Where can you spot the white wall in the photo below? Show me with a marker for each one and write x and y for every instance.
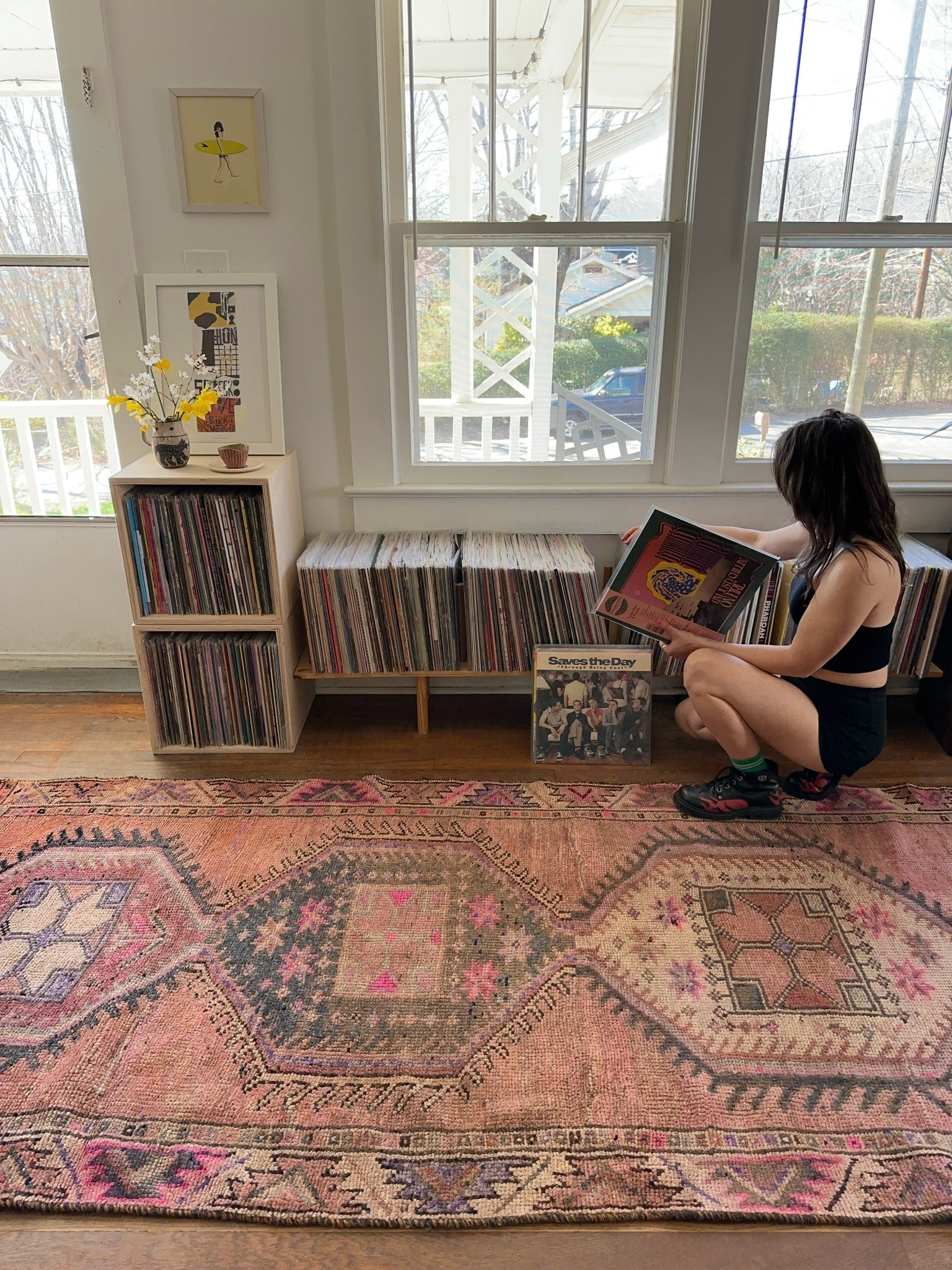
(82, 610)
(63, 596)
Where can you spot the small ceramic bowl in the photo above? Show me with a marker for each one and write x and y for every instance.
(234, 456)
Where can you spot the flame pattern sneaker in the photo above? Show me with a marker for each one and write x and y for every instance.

What to do:
Beginning at the line that holds "Where can you spot the small", write out word for word each line through the end of the records.

Output for this task:
Where can you spot the small ceramic bowl in the photo above? Show me with a marker for each one and write x and y for every instance.
(234, 456)
Where can you spot the flame pattern sneaker in the photo above? Show me with a marker for each one and write x and y for every instance.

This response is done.